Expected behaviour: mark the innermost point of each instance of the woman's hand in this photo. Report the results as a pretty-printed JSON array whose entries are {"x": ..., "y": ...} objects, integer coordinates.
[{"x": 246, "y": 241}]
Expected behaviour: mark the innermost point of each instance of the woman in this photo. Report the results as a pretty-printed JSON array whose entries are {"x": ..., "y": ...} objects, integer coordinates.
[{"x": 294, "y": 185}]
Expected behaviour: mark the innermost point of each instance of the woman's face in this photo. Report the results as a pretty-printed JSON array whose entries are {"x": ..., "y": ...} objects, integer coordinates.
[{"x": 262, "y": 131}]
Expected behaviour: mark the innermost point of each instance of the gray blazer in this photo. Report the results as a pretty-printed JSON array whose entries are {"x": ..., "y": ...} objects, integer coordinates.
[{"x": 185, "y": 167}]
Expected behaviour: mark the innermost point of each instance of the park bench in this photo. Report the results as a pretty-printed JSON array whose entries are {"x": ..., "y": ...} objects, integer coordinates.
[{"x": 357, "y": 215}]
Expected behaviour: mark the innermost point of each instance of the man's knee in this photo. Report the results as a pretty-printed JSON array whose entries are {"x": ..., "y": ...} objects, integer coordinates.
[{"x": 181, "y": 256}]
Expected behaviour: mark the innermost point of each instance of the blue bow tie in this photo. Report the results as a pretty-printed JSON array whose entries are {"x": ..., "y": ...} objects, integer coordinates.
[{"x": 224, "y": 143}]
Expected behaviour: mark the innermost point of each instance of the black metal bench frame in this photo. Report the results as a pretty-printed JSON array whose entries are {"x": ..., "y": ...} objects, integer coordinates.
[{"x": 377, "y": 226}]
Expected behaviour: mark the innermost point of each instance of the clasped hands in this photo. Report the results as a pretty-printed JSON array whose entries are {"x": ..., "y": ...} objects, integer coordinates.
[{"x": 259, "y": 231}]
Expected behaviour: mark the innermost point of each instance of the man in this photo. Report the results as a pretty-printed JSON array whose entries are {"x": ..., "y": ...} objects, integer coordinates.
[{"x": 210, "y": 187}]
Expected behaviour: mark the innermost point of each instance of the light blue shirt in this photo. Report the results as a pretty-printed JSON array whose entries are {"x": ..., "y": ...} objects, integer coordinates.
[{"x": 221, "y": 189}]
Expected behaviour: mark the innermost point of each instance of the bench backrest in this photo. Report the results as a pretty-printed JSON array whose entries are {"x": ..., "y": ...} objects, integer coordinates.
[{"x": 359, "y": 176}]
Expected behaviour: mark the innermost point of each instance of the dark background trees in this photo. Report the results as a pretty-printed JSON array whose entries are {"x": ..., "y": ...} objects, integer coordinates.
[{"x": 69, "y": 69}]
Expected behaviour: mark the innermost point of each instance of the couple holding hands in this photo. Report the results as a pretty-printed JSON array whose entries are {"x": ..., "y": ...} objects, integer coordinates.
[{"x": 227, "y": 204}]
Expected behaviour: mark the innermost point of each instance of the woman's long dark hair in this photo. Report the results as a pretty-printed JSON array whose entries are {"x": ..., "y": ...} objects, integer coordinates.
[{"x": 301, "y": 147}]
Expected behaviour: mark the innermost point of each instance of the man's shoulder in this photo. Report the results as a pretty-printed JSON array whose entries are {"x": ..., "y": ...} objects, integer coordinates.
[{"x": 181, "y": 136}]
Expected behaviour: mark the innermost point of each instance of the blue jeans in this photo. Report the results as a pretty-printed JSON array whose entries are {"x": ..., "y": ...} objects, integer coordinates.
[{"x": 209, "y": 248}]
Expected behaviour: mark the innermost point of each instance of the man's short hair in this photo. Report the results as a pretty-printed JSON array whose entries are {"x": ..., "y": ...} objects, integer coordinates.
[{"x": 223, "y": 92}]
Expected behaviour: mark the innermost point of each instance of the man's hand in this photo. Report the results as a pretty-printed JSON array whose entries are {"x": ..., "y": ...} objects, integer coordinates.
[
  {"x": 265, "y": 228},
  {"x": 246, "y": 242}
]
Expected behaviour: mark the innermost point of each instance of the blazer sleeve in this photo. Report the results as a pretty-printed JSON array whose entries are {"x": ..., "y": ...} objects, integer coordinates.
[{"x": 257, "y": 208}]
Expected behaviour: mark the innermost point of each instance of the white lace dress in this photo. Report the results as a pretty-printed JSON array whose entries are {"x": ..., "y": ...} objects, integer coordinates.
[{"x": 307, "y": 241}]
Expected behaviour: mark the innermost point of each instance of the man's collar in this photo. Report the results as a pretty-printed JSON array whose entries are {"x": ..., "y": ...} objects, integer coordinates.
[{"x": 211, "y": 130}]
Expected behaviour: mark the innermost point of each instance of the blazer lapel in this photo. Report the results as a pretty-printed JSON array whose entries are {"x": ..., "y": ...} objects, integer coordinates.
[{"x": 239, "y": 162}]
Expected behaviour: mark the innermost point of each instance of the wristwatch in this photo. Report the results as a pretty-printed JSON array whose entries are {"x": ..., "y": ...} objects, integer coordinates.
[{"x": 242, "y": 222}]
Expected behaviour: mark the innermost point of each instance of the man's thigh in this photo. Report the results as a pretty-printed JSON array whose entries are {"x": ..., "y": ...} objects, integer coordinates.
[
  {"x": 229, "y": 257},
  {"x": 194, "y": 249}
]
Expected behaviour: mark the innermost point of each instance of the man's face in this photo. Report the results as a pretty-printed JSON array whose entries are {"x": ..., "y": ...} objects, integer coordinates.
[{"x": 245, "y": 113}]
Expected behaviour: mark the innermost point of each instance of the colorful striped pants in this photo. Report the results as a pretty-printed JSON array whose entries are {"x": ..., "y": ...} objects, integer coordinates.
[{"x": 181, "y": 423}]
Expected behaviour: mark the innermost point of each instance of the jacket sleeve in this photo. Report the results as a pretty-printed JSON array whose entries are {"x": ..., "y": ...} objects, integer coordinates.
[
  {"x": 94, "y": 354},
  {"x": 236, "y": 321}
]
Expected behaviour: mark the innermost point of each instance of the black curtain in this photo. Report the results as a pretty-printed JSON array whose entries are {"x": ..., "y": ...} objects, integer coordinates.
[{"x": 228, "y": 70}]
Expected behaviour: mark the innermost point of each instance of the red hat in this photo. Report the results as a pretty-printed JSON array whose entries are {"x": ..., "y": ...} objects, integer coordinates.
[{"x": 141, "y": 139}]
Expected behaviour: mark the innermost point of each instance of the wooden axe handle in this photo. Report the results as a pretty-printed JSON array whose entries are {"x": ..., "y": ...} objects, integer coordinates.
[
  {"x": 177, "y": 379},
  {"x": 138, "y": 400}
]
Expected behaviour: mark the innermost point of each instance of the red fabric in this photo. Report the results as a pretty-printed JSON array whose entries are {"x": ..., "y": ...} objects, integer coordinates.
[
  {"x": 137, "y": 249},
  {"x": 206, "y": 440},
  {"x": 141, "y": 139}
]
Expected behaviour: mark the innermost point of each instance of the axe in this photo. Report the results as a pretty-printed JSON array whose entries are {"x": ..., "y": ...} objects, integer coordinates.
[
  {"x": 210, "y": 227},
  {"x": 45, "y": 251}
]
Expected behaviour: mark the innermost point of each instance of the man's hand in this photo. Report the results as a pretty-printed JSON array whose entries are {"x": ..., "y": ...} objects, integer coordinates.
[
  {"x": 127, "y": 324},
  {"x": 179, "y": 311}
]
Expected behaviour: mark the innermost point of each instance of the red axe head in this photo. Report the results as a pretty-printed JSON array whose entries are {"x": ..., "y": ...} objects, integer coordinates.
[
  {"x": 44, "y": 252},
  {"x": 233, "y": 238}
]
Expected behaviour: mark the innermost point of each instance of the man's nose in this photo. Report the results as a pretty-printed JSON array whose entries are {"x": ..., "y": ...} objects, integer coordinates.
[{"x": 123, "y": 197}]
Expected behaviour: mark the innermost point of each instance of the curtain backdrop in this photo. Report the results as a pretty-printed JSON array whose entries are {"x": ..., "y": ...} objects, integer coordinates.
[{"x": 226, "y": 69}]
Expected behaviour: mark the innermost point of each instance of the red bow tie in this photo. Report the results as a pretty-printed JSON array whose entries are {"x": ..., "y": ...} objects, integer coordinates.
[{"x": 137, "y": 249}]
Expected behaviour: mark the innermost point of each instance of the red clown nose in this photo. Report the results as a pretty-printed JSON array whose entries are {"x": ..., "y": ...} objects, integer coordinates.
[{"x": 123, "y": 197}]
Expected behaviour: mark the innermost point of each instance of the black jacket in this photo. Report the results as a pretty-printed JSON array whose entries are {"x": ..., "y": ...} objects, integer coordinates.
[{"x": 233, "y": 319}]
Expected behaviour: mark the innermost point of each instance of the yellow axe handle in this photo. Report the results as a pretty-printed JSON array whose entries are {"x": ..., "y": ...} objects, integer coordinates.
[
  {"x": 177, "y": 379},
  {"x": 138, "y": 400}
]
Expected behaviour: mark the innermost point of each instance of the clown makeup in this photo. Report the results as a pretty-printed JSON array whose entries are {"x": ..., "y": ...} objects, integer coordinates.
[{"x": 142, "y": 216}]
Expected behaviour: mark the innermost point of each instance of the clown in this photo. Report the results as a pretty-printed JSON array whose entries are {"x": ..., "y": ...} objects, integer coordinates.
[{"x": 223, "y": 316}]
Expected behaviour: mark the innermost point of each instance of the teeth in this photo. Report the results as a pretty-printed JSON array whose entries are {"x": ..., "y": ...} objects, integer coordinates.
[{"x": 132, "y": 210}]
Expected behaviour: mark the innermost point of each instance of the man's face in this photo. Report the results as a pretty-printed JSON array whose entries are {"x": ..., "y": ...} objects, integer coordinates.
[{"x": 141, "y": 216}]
+--
(Work to be completed):
Exactly repeat the lines from the line that contains "of the yellow" to the end of the entries, both included, and leave out all other lines.

(The solution):
Expected behaviour: mark the innermost point of each instance of the yellow axe handle in this photo. Report the results as a pretty-printed JSON array whose entries are {"x": ..., "y": ...} objects, integer coordinates.
[
  {"x": 177, "y": 379},
  {"x": 138, "y": 400}
]
Expected behaviour: mark the innermost point of each instance of the clown makeup in this photo. Report the results as a pretty-printed JSON array whose entries are {"x": ..., "y": ...} objects, integer coordinates.
[{"x": 142, "y": 216}]
Expected behaviour: mark the innermost point of each instance of the clown in this photo. Report the results as a pretty-printed JSON array whose entries are {"x": ..., "y": ...} objects, integer coordinates.
[{"x": 223, "y": 316}]
Expected behaviour: mark the innermost point of each instance of the teeth in this photo. Report the results as a pretty-printed JSON array whose entries are {"x": ..., "y": ...} objects, integer coordinates.
[{"x": 132, "y": 210}]
Expected behaviour: mark the innermost point of each instance of the man's face in this photo. Report the results as a pretty-printed JSON array whose entries are {"x": ..., "y": ...} objects, integer coordinates.
[{"x": 141, "y": 216}]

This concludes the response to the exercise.